━━━ Listing ━━━
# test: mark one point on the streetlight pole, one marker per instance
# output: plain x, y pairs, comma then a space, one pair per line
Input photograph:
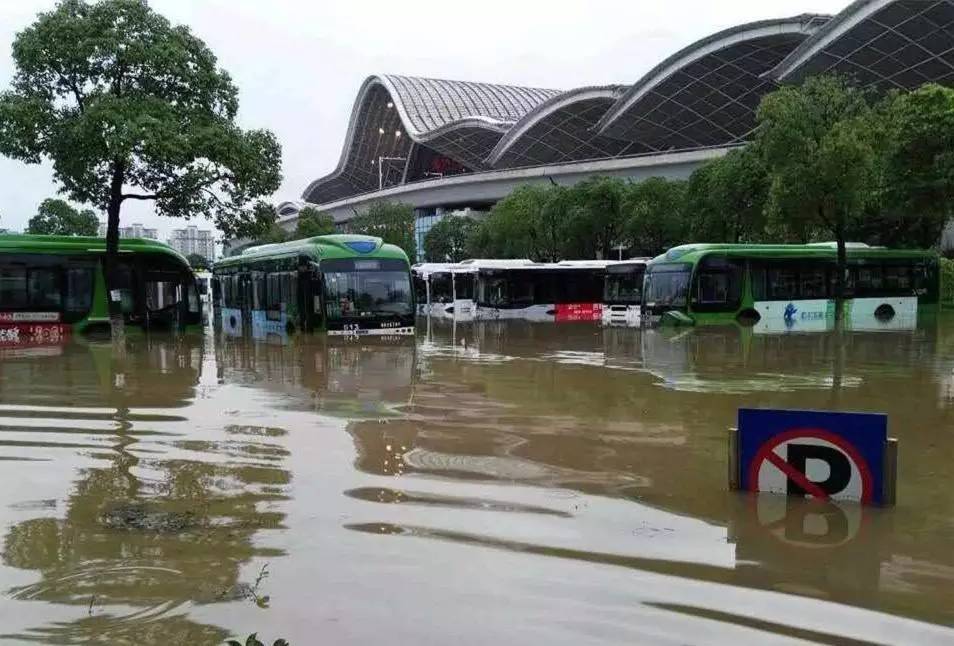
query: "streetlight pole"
381, 161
━━━
▸ **Your instructions**: Rewrite the records above with "streetlight pole" changed to "lamp post" everywhere and nothing else altered. Leave out the pictures.

▸ **Exercise response**:
# test: mark one point on the lamp post, one marker per instance
# output: plain x, y pairs, comma then a space, one pair per line
Input photograph:
query: "lamp post"
381, 161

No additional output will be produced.